* START Data for this exercise *

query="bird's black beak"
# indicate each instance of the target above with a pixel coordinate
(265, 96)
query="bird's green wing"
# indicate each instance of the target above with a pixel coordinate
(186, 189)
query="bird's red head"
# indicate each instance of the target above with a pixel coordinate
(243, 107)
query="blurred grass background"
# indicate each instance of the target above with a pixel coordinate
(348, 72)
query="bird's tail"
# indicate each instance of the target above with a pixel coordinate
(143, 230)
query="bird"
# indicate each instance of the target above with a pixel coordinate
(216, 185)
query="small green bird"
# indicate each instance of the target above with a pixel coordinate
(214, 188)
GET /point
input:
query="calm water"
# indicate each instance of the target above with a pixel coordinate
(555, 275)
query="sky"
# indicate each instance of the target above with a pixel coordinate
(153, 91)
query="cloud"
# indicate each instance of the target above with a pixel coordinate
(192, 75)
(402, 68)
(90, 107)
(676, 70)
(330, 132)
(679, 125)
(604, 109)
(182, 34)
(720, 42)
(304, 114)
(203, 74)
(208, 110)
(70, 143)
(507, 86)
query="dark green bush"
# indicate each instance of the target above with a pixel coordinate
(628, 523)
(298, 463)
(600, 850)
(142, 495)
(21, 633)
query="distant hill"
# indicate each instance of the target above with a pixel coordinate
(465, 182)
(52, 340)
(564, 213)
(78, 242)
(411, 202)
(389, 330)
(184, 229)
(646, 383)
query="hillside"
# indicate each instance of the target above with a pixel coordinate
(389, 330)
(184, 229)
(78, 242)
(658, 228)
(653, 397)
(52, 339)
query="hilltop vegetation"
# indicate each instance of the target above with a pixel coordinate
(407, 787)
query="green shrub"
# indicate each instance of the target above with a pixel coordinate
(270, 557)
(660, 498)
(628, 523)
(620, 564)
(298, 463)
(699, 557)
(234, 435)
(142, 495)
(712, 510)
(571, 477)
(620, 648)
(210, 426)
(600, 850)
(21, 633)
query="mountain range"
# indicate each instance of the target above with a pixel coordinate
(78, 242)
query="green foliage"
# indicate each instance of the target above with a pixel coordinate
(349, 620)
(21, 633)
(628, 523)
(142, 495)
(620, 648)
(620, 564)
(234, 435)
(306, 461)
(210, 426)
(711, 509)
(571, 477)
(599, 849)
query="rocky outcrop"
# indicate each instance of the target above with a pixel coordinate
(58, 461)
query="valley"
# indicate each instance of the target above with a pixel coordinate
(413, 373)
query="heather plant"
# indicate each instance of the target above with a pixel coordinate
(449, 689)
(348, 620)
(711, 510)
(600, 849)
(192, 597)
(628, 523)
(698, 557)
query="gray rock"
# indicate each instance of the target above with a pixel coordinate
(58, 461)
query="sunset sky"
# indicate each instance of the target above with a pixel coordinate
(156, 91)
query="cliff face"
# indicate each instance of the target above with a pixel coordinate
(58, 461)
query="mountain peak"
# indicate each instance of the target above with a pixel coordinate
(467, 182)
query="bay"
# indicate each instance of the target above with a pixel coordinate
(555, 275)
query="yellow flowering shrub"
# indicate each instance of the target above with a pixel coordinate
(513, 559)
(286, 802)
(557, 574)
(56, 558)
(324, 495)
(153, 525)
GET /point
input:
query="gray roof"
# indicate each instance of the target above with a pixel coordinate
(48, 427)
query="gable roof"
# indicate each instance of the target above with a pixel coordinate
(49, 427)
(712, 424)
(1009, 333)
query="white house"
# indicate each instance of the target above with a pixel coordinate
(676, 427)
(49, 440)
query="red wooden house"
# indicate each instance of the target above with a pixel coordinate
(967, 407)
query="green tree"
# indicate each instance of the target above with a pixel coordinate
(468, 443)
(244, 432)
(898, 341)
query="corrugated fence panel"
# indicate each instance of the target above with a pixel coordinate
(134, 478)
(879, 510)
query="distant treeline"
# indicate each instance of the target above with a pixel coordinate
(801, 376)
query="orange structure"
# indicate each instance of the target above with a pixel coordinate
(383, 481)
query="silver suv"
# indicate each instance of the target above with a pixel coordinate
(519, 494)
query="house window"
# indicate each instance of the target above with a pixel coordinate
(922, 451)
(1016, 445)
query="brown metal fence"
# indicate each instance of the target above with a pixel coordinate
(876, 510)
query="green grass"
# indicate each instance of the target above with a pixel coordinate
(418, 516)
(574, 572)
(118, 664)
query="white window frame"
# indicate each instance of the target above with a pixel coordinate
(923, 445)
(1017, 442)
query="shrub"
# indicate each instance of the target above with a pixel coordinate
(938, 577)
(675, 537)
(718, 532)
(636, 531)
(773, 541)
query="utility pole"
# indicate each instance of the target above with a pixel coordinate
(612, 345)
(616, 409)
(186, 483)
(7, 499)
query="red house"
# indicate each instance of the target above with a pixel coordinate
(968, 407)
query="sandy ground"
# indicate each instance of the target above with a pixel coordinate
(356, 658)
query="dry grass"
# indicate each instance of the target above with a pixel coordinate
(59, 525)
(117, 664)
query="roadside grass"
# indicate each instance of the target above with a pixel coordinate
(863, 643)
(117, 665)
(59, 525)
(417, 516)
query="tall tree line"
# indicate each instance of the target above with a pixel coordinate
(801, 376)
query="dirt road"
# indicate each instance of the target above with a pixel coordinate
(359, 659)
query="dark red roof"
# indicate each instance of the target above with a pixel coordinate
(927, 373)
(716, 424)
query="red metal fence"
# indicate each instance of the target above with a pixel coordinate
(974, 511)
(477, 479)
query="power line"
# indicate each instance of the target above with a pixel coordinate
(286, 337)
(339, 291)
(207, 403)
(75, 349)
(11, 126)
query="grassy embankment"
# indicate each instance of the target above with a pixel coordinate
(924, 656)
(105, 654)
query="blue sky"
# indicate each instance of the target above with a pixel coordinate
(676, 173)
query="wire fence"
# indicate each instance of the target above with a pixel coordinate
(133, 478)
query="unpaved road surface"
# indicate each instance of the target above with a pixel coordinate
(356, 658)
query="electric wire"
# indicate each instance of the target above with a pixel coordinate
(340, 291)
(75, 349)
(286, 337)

* END Data for this exercise *

▶ [Aim]: Take the records above and return them exactly as written.

▶ [Solution]:
query="bird's black beak"
# indicate each instance of the target above with a pixel coordinate
(265, 96)
query="bird's green wing"
# indicate each instance of the target above with a pixel coordinate
(186, 189)
query="bird's red head"
# indicate each instance of the target above with a pixel coordinate
(243, 107)
query="blurred grass background"
# indicate each instance of the target above with a pixel coordinate
(348, 72)
query="bird's tail"
# indicate each instance of the target above with a pixel coordinate
(143, 230)
query="bird"
# indicate each instance of the target above with a pixel coordinate
(216, 185)
query="small green bird"
# indicate each instance of the target above with a pixel coordinate
(214, 188)
GET /point
input:
query="calm water"
# indicate each instance of the target above with a pixel coordinate
(555, 275)
query="sky"
# indicate each instance of the target above with a pixel coordinate
(153, 91)
query="cloud"
# indicate each instance of the target above with a pixel coordinate
(192, 75)
(402, 68)
(90, 107)
(676, 70)
(330, 132)
(679, 125)
(604, 109)
(182, 34)
(720, 42)
(304, 114)
(203, 74)
(208, 110)
(70, 143)
(507, 86)
query="dark green bush"
# indicate each instance of the target above with a pixel coordinate
(628, 523)
(298, 463)
(600, 850)
(142, 495)
(21, 633)
query="distant hill"
# indicate each instance of the target above with a pixel coordinate
(465, 182)
(52, 340)
(564, 213)
(78, 242)
(411, 202)
(389, 330)
(184, 229)
(646, 383)
query="hillside"
# indicate each instance of the target above with a pixel coordinate
(389, 330)
(184, 229)
(78, 242)
(658, 228)
(653, 397)
(52, 339)
query="hilltop vegetation"
# indicate each instance of the target above with a pixel coordinate
(407, 787)
query="green shrub"
# indicate each instance of the target above with a pixel coordinate
(270, 557)
(660, 498)
(628, 523)
(620, 564)
(298, 463)
(699, 557)
(234, 435)
(142, 495)
(712, 510)
(571, 477)
(620, 648)
(210, 426)
(600, 850)
(21, 633)
query="mountain range"
# indicate each instance of the target above with a pixel coordinate
(78, 242)
query="green foliage"
# indicate each instance of the target above with a pixel coordinate
(349, 620)
(21, 633)
(628, 523)
(142, 495)
(620, 648)
(620, 564)
(234, 435)
(306, 461)
(210, 426)
(711, 509)
(571, 477)
(599, 849)
query="rocky outcrop"
# indicate each instance of the target above with a pixel coordinate
(58, 461)
query="valley"
# indicate each instance of the target above with a pixel coordinate
(413, 373)
query="heather plant"
# indicate each instance of the target above with a pixel coordinate
(449, 689)
(348, 620)
(711, 510)
(600, 849)
(192, 597)
(628, 523)
(698, 557)
query="gray rock"
# indicate each instance of the target above with a pixel coordinate
(58, 461)
query="sunset sky"
# indicate each instance of the target above with a pixel coordinate
(156, 91)
query="cliff face"
# indicate each instance of the target above with a pixel coordinate
(58, 461)
query="mountain peak"
# indicate each instance of the target above with a pixel coordinate
(467, 182)
query="bay"
# indicate each instance of the target above with a pixel coordinate
(555, 275)
query="yellow flowering shrub"
# indicate each instance of the target above with a pixel coordinate
(513, 559)
(286, 802)
(557, 574)
(56, 558)
(324, 495)
(153, 525)
GET /point
input:
query="gray roof"
# indicate each instance of the target above with a pixel coordinate
(48, 427)
query="gable roof"
# indicate each instance of the target above with a pixel coordinate
(49, 427)
(712, 424)
(1009, 333)
query="white house"
# indicate each instance of the target above with a pixel coordinate
(676, 427)
(49, 440)
query="red wooden house"
# indicate each instance of the target above with a pixel coordinate
(967, 407)
query="green tree"
# indicate each instance of the target above with a pixel coordinate
(468, 443)
(244, 432)
(898, 341)
query="corrugated fence panel"
# indicate each instance of the target above with a pixel coordinate
(134, 478)
(879, 510)
query="distant treeline"
# indicate each instance of the target above with a pixel coordinate
(801, 376)
query="orange structure"
# indicate each instance of the target above with a pixel coordinate
(383, 481)
query="silver suv"
# indicate each instance of the target above with a pixel coordinate
(519, 494)
query="house window"
# indicate each instance of the target above with a pixel coordinate
(922, 451)
(1016, 445)
query="brown metal fence"
# indicate each instance of the target above with a pixel coordinate
(876, 510)
query="green grass"
# indicate each instance of the target above with a pixel coordinate
(418, 516)
(574, 572)
(118, 664)
query="white window frame"
# indicate each instance of the target above with a pixel coordinate
(923, 445)
(1017, 442)
query="shrub"
# indicate each instance of the target above with a pixel coordinate
(938, 577)
(675, 537)
(718, 532)
(636, 531)
(773, 541)
query="utility pole"
# indicate each instance of the target above with a pixel coordinate
(612, 345)
(616, 409)
(186, 483)
(7, 499)
query="red house"
# indicate each instance of the target above with a pixel coordinate
(968, 407)
query="sandy ground"
# indicate each instance of the target above with a pixel coordinate
(356, 658)
query="dry grass"
# indicate each instance of the target above with a pixel coordinate
(59, 525)
(117, 664)
query="roadside grass"
# indicate each instance of the target above with a pixel coordinate
(863, 643)
(117, 665)
(59, 525)
(417, 516)
query="tall tree line"
# indicate each instance of the target above with a pixel coordinate
(801, 376)
query="dirt road"
# indicate each instance of the target above with a pixel coordinate
(359, 659)
query="dark red roof"
# indicate each instance of the target above with a pixel coordinate
(927, 373)
(716, 424)
query="red metal fence"
# indicate each instance of the target above with a pixel coordinate
(974, 511)
(477, 479)
query="power line"
# indicate each instance of the target above with a pixel coordinate
(286, 337)
(339, 291)
(207, 403)
(75, 349)
(11, 126)
query="grassy embankment"
# indicate each instance of the target above with a pixel coordinate
(924, 656)
(105, 654)
query="blue sky"
# indicate each instance of the target above with a pixel coordinate
(676, 173)
query="wire fence"
# indicate each instance of the target above with a pixel coordinate
(133, 478)
query="unpaved road surface"
# indicate each instance of the target above with a pixel coordinate
(356, 658)
query="electric wire"
# indicate each instance of the target above with a pixel coordinate
(340, 291)
(75, 349)
(286, 337)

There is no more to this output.